THE PROBLEM: Write the data out again exactly, with no pictures.

SUPPLIED MATERIAL:
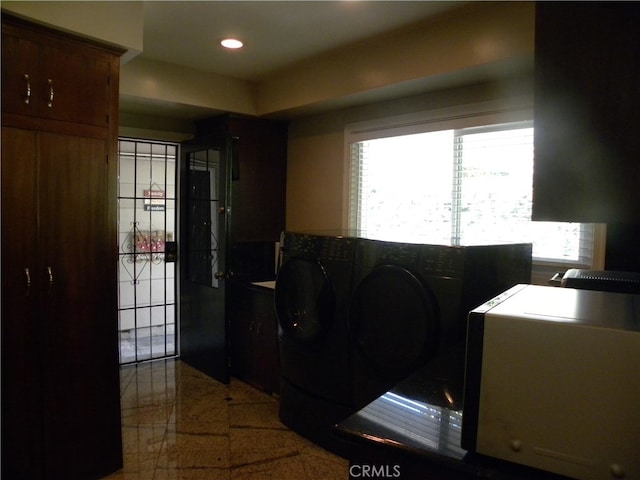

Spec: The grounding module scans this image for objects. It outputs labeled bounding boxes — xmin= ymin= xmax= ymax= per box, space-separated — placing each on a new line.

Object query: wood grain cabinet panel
xmin=229 ymin=282 xmax=280 ymax=394
xmin=532 ymin=3 xmax=640 ymax=222
xmin=1 ymin=14 xmax=123 ymax=480
xmin=190 ymin=115 xmax=286 ymax=391
xmin=2 ymin=18 xmax=113 ymax=129
xmin=194 ymin=114 xmax=288 ymax=244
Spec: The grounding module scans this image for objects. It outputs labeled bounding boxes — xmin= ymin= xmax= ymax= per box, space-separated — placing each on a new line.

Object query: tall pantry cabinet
xmin=1 ymin=14 xmax=123 ymax=480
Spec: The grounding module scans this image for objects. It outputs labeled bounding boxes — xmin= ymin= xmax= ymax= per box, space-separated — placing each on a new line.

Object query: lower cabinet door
xmin=38 ymin=132 xmax=122 ymax=479
xmin=1 ymin=127 xmax=45 ymax=480
xmin=1 ymin=128 xmax=122 ymax=480
xmin=230 ymin=282 xmax=280 ymax=394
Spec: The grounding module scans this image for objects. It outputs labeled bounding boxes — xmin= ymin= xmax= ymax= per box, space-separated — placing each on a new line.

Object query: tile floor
xmin=119 ymin=331 xmax=176 ymax=364
xmin=101 ymin=358 xmax=350 ymax=480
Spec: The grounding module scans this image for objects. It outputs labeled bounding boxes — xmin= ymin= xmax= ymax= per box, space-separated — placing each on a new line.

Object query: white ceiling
xmin=140 ymin=1 xmax=461 ymax=81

EXERCISE RESULT:
Spec: The grounding module scans this image for objects. It outputs labeled bounding boxes — xmin= ymin= xmax= ymax= per box, space-separated — placing each on a new line.

Object query: wood grain cabinet panel
xmin=229 ymin=282 xmax=280 ymax=394
xmin=532 ymin=3 xmax=640 ymax=222
xmin=1 ymin=14 xmax=123 ymax=480
xmin=190 ymin=115 xmax=286 ymax=391
xmin=2 ymin=18 xmax=113 ymax=129
xmin=194 ymin=114 xmax=288 ymax=244
Spec: The grounding module scans this image for objects. It outputs labeled bounding boxes — xmin= ymin= xmax= ymax= per box, space-separated — placing each on a new line.

Object query: tall pantry cabinet
xmin=1 ymin=14 xmax=123 ymax=480
Spec: The grounding module scans this image for objects. It outputs labeled bounding boxes — xmin= ymin= xmax= ymax= per box, space-separated — placing each on a new line.

Object query: lower cabinet door
xmin=38 ymin=132 xmax=122 ymax=479
xmin=1 ymin=127 xmax=45 ymax=480
xmin=1 ymin=128 xmax=122 ymax=480
xmin=230 ymin=282 xmax=280 ymax=394
Spec: The grounding module scans this image for objects. It outputs labeled bounding boxes — xmin= ymin= xmax= ymax= per box, space-separated — placing each on a new line.

Object query: tile floor
xmin=119 ymin=331 xmax=176 ymax=364
xmin=101 ymin=358 xmax=350 ymax=480
Spec: The grounding module scans this image for objects. It outputs labeled bounding boxes — xmin= ymin= xmax= ymax= per box, space-separated — placing each on a new line.

Object query: white ceiling
xmin=140 ymin=1 xmax=461 ymax=81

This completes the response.